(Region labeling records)
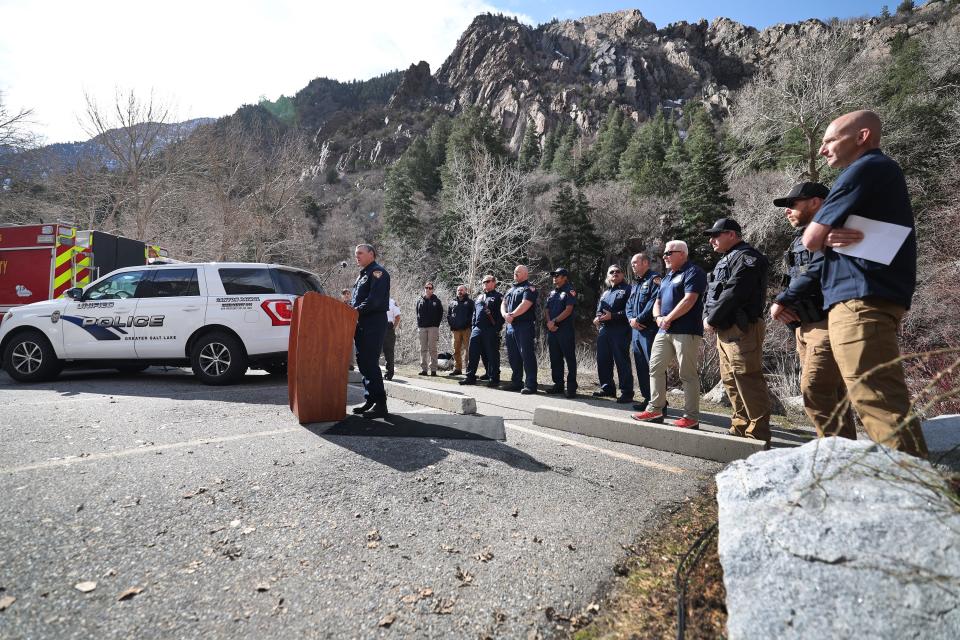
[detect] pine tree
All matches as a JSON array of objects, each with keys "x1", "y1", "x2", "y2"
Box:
[
  {"x1": 677, "y1": 110, "x2": 733, "y2": 264},
  {"x1": 383, "y1": 160, "x2": 419, "y2": 240},
  {"x1": 518, "y1": 118, "x2": 540, "y2": 171},
  {"x1": 550, "y1": 183, "x2": 603, "y2": 318}
]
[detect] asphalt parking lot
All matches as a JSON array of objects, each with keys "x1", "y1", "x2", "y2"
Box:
[{"x1": 0, "y1": 368, "x2": 720, "y2": 638}]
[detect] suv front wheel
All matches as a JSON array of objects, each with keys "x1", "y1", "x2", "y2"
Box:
[
  {"x1": 190, "y1": 331, "x2": 247, "y2": 385},
  {"x1": 3, "y1": 331, "x2": 63, "y2": 382}
]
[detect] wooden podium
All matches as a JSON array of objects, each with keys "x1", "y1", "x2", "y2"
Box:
[{"x1": 287, "y1": 291, "x2": 357, "y2": 424}]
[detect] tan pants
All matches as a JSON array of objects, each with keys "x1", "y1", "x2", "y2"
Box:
[
  {"x1": 828, "y1": 298, "x2": 927, "y2": 457},
  {"x1": 717, "y1": 320, "x2": 770, "y2": 442},
  {"x1": 647, "y1": 333, "x2": 703, "y2": 421},
  {"x1": 796, "y1": 320, "x2": 857, "y2": 440},
  {"x1": 417, "y1": 327, "x2": 440, "y2": 371},
  {"x1": 450, "y1": 329, "x2": 470, "y2": 371}
]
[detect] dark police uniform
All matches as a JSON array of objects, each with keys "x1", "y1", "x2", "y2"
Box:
[
  {"x1": 703, "y1": 240, "x2": 770, "y2": 442},
  {"x1": 597, "y1": 282, "x2": 633, "y2": 400},
  {"x1": 627, "y1": 271, "x2": 661, "y2": 400},
  {"x1": 504, "y1": 280, "x2": 539, "y2": 391},
  {"x1": 461, "y1": 289, "x2": 503, "y2": 386},
  {"x1": 813, "y1": 149, "x2": 927, "y2": 456},
  {"x1": 775, "y1": 228, "x2": 857, "y2": 440},
  {"x1": 548, "y1": 282, "x2": 577, "y2": 395},
  {"x1": 350, "y1": 261, "x2": 390, "y2": 403}
]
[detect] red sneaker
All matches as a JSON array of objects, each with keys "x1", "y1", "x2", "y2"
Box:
[{"x1": 632, "y1": 409, "x2": 663, "y2": 422}]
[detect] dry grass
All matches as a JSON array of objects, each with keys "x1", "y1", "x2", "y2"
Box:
[{"x1": 558, "y1": 487, "x2": 727, "y2": 640}]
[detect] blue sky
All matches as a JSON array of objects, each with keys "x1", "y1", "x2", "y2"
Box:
[
  {"x1": 510, "y1": 0, "x2": 900, "y2": 29},
  {"x1": 0, "y1": 0, "x2": 920, "y2": 142}
]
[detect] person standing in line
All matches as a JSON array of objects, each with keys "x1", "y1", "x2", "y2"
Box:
[
  {"x1": 803, "y1": 111, "x2": 927, "y2": 457},
  {"x1": 340, "y1": 289, "x2": 357, "y2": 371},
  {"x1": 545, "y1": 267, "x2": 577, "y2": 398},
  {"x1": 627, "y1": 252, "x2": 661, "y2": 411},
  {"x1": 460, "y1": 274, "x2": 503, "y2": 387},
  {"x1": 633, "y1": 240, "x2": 707, "y2": 429},
  {"x1": 500, "y1": 264, "x2": 538, "y2": 394},
  {"x1": 383, "y1": 298, "x2": 400, "y2": 380},
  {"x1": 770, "y1": 182, "x2": 857, "y2": 440},
  {"x1": 417, "y1": 282, "x2": 443, "y2": 376},
  {"x1": 447, "y1": 284, "x2": 473, "y2": 376},
  {"x1": 593, "y1": 264, "x2": 633, "y2": 404},
  {"x1": 350, "y1": 244, "x2": 390, "y2": 418},
  {"x1": 703, "y1": 218, "x2": 770, "y2": 444}
]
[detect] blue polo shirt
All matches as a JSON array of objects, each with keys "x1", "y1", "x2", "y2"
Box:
[
  {"x1": 813, "y1": 149, "x2": 917, "y2": 309},
  {"x1": 659, "y1": 260, "x2": 707, "y2": 336}
]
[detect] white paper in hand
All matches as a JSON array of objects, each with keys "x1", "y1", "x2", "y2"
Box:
[{"x1": 833, "y1": 216, "x2": 911, "y2": 265}]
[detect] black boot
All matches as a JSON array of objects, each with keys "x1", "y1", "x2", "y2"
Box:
[
  {"x1": 363, "y1": 400, "x2": 388, "y2": 420},
  {"x1": 353, "y1": 400, "x2": 376, "y2": 415}
]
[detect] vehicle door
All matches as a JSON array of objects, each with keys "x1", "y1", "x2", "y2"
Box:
[
  {"x1": 134, "y1": 267, "x2": 207, "y2": 360},
  {"x1": 61, "y1": 269, "x2": 149, "y2": 360}
]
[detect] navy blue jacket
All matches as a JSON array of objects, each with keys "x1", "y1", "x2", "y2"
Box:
[
  {"x1": 350, "y1": 261, "x2": 390, "y2": 318},
  {"x1": 417, "y1": 293, "x2": 443, "y2": 327},
  {"x1": 627, "y1": 271, "x2": 661, "y2": 329},
  {"x1": 473, "y1": 289, "x2": 503, "y2": 331},
  {"x1": 597, "y1": 282, "x2": 630, "y2": 325},
  {"x1": 447, "y1": 296, "x2": 473, "y2": 331}
]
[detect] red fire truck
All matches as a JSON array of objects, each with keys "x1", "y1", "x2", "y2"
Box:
[{"x1": 0, "y1": 222, "x2": 167, "y2": 314}]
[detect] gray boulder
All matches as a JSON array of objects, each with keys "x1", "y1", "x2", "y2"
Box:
[{"x1": 717, "y1": 438, "x2": 960, "y2": 640}]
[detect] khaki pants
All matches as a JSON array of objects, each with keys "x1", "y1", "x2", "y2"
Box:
[
  {"x1": 417, "y1": 327, "x2": 440, "y2": 371},
  {"x1": 828, "y1": 298, "x2": 927, "y2": 457},
  {"x1": 796, "y1": 320, "x2": 857, "y2": 440},
  {"x1": 717, "y1": 320, "x2": 770, "y2": 442},
  {"x1": 450, "y1": 329, "x2": 470, "y2": 371},
  {"x1": 647, "y1": 333, "x2": 703, "y2": 421}
]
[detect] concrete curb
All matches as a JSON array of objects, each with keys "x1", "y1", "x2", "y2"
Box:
[
  {"x1": 533, "y1": 406, "x2": 765, "y2": 462},
  {"x1": 383, "y1": 380, "x2": 477, "y2": 414}
]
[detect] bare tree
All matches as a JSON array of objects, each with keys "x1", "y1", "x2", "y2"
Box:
[
  {"x1": 729, "y1": 24, "x2": 865, "y2": 181},
  {"x1": 0, "y1": 91, "x2": 36, "y2": 151},
  {"x1": 82, "y1": 90, "x2": 181, "y2": 240},
  {"x1": 449, "y1": 145, "x2": 537, "y2": 283}
]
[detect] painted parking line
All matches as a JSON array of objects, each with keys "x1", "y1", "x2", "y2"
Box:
[{"x1": 503, "y1": 422, "x2": 687, "y2": 474}]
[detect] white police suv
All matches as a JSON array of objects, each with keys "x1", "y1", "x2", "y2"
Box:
[{"x1": 0, "y1": 262, "x2": 323, "y2": 385}]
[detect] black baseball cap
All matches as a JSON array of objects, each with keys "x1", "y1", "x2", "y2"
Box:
[
  {"x1": 773, "y1": 182, "x2": 830, "y2": 207},
  {"x1": 703, "y1": 218, "x2": 742, "y2": 236}
]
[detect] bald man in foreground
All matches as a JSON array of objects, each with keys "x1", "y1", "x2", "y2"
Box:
[{"x1": 803, "y1": 111, "x2": 927, "y2": 457}]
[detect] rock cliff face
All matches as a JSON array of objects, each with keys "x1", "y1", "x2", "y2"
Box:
[{"x1": 394, "y1": 0, "x2": 943, "y2": 150}]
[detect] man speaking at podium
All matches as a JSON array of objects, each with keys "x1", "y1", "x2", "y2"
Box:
[{"x1": 350, "y1": 244, "x2": 390, "y2": 418}]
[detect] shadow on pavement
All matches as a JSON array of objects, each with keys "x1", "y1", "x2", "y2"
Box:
[{"x1": 305, "y1": 413, "x2": 550, "y2": 473}]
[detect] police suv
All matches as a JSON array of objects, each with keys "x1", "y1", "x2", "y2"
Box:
[{"x1": 0, "y1": 262, "x2": 323, "y2": 385}]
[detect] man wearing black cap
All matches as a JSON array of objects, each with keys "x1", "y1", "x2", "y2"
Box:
[
  {"x1": 546, "y1": 268, "x2": 577, "y2": 398},
  {"x1": 703, "y1": 218, "x2": 770, "y2": 442},
  {"x1": 770, "y1": 182, "x2": 857, "y2": 440}
]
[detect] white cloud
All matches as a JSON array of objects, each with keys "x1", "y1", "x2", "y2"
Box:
[{"x1": 0, "y1": 0, "x2": 530, "y2": 142}]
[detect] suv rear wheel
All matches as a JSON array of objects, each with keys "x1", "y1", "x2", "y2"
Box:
[
  {"x1": 190, "y1": 331, "x2": 247, "y2": 385},
  {"x1": 3, "y1": 331, "x2": 63, "y2": 382}
]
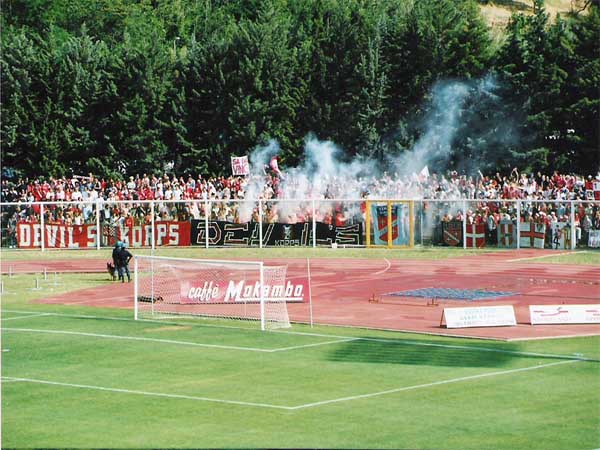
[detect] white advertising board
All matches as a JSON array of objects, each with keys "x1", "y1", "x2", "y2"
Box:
[
  {"x1": 444, "y1": 305, "x2": 517, "y2": 328},
  {"x1": 529, "y1": 304, "x2": 600, "y2": 325}
]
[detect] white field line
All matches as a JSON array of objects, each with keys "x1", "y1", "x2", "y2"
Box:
[
  {"x1": 3, "y1": 328, "x2": 272, "y2": 353},
  {"x1": 3, "y1": 328, "x2": 354, "y2": 353},
  {"x1": 506, "y1": 250, "x2": 588, "y2": 262},
  {"x1": 2, "y1": 309, "x2": 598, "y2": 361},
  {"x1": 2, "y1": 361, "x2": 578, "y2": 411},
  {"x1": 2, "y1": 313, "x2": 50, "y2": 322},
  {"x1": 277, "y1": 330, "x2": 599, "y2": 362},
  {"x1": 373, "y1": 258, "x2": 392, "y2": 275},
  {"x1": 269, "y1": 338, "x2": 360, "y2": 353},
  {"x1": 291, "y1": 361, "x2": 578, "y2": 410},
  {"x1": 2, "y1": 377, "x2": 292, "y2": 410}
]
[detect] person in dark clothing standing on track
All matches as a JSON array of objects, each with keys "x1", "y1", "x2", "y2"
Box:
[{"x1": 116, "y1": 242, "x2": 133, "y2": 283}]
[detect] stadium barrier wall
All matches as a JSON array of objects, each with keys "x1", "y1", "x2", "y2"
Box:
[{"x1": 0, "y1": 199, "x2": 600, "y2": 250}]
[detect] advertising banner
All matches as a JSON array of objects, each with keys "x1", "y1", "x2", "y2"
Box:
[
  {"x1": 191, "y1": 220, "x2": 363, "y2": 247},
  {"x1": 529, "y1": 304, "x2": 600, "y2": 325},
  {"x1": 443, "y1": 305, "x2": 517, "y2": 328}
]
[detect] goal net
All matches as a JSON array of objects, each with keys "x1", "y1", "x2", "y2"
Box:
[{"x1": 134, "y1": 256, "x2": 290, "y2": 330}]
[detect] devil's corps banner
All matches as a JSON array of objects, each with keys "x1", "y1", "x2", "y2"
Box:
[
  {"x1": 231, "y1": 156, "x2": 250, "y2": 176},
  {"x1": 466, "y1": 223, "x2": 485, "y2": 248},
  {"x1": 371, "y1": 204, "x2": 410, "y2": 245},
  {"x1": 17, "y1": 222, "x2": 98, "y2": 248},
  {"x1": 17, "y1": 221, "x2": 190, "y2": 248},
  {"x1": 442, "y1": 220, "x2": 463, "y2": 247},
  {"x1": 497, "y1": 220, "x2": 517, "y2": 248},
  {"x1": 519, "y1": 222, "x2": 546, "y2": 248},
  {"x1": 191, "y1": 220, "x2": 364, "y2": 247},
  {"x1": 550, "y1": 222, "x2": 571, "y2": 250}
]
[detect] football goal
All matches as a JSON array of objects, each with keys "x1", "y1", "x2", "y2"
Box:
[{"x1": 134, "y1": 255, "x2": 301, "y2": 330}]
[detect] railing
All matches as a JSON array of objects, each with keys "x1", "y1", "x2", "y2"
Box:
[{"x1": 0, "y1": 199, "x2": 600, "y2": 250}]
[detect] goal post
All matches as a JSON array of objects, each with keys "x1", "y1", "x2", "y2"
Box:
[{"x1": 134, "y1": 255, "x2": 294, "y2": 330}]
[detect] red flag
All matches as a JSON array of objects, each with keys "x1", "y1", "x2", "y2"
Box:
[{"x1": 269, "y1": 156, "x2": 283, "y2": 178}]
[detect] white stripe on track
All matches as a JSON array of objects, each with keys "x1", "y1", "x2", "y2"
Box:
[
  {"x1": 291, "y1": 361, "x2": 579, "y2": 410},
  {"x1": 373, "y1": 258, "x2": 392, "y2": 275}
]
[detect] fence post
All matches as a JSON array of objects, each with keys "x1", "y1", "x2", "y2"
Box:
[
  {"x1": 150, "y1": 200, "x2": 156, "y2": 254},
  {"x1": 96, "y1": 197, "x2": 102, "y2": 250},
  {"x1": 571, "y1": 200, "x2": 577, "y2": 250},
  {"x1": 463, "y1": 200, "x2": 467, "y2": 250},
  {"x1": 40, "y1": 202, "x2": 46, "y2": 251},
  {"x1": 312, "y1": 198, "x2": 317, "y2": 248},
  {"x1": 516, "y1": 200, "x2": 521, "y2": 250}
]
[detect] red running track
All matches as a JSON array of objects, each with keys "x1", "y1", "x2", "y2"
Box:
[{"x1": 2, "y1": 250, "x2": 600, "y2": 339}]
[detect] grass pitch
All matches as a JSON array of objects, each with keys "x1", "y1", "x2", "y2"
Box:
[{"x1": 2, "y1": 252, "x2": 600, "y2": 449}]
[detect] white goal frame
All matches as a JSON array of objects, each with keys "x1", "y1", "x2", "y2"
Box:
[{"x1": 133, "y1": 255, "x2": 289, "y2": 331}]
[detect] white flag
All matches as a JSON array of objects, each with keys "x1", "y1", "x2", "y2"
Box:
[{"x1": 231, "y1": 156, "x2": 250, "y2": 176}]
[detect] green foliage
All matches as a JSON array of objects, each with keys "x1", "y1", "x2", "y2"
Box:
[{"x1": 0, "y1": 0, "x2": 600, "y2": 176}]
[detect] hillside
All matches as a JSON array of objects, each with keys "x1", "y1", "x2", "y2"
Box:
[{"x1": 480, "y1": 0, "x2": 585, "y2": 30}]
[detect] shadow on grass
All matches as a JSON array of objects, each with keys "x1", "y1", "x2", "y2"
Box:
[{"x1": 327, "y1": 338, "x2": 560, "y2": 367}]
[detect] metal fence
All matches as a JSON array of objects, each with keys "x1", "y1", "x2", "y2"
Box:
[{"x1": 0, "y1": 199, "x2": 600, "y2": 250}]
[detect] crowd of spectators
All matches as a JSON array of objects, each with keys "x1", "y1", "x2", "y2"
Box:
[{"x1": 1, "y1": 169, "x2": 600, "y2": 246}]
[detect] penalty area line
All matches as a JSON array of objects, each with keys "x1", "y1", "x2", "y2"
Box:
[
  {"x1": 291, "y1": 360, "x2": 579, "y2": 410},
  {"x1": 2, "y1": 377, "x2": 292, "y2": 410}
]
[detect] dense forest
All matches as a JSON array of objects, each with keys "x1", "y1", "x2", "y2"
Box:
[{"x1": 0, "y1": 0, "x2": 600, "y2": 176}]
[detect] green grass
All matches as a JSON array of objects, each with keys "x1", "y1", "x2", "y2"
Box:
[{"x1": 2, "y1": 272, "x2": 600, "y2": 449}]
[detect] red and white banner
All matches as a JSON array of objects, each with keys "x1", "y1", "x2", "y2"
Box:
[
  {"x1": 442, "y1": 305, "x2": 517, "y2": 328},
  {"x1": 529, "y1": 304, "x2": 600, "y2": 325},
  {"x1": 107, "y1": 221, "x2": 191, "y2": 247},
  {"x1": 231, "y1": 156, "x2": 250, "y2": 176},
  {"x1": 550, "y1": 222, "x2": 571, "y2": 250},
  {"x1": 17, "y1": 222, "x2": 98, "y2": 248},
  {"x1": 466, "y1": 223, "x2": 485, "y2": 248},
  {"x1": 17, "y1": 221, "x2": 191, "y2": 248},
  {"x1": 497, "y1": 220, "x2": 517, "y2": 248},
  {"x1": 520, "y1": 222, "x2": 546, "y2": 248},
  {"x1": 178, "y1": 277, "x2": 308, "y2": 304}
]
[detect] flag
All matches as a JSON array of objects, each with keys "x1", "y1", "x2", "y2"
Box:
[
  {"x1": 269, "y1": 156, "x2": 283, "y2": 178},
  {"x1": 498, "y1": 220, "x2": 517, "y2": 248},
  {"x1": 231, "y1": 156, "x2": 250, "y2": 176},
  {"x1": 466, "y1": 223, "x2": 485, "y2": 248},
  {"x1": 520, "y1": 222, "x2": 546, "y2": 248},
  {"x1": 550, "y1": 222, "x2": 571, "y2": 250}
]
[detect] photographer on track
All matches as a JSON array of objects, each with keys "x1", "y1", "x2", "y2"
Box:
[{"x1": 115, "y1": 242, "x2": 133, "y2": 283}]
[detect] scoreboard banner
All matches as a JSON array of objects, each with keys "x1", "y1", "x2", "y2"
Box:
[
  {"x1": 529, "y1": 304, "x2": 600, "y2": 325},
  {"x1": 191, "y1": 220, "x2": 363, "y2": 247}
]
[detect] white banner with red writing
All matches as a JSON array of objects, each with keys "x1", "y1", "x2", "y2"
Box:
[
  {"x1": 17, "y1": 221, "x2": 191, "y2": 248},
  {"x1": 442, "y1": 305, "x2": 517, "y2": 328},
  {"x1": 529, "y1": 304, "x2": 600, "y2": 325}
]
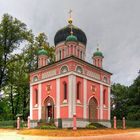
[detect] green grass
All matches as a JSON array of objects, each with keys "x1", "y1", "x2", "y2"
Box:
[{"x1": 111, "y1": 120, "x2": 140, "y2": 128}]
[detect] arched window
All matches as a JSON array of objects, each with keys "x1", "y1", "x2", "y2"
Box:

• OBJECTIVE
Show each line from the rows above that contains the word "track", with case counting toward a match.

• RESPONSE BELOW
[detect] person in dark clothing standing on track
[detect] white stripe on track
[detect] red running track
[detect] photographer on track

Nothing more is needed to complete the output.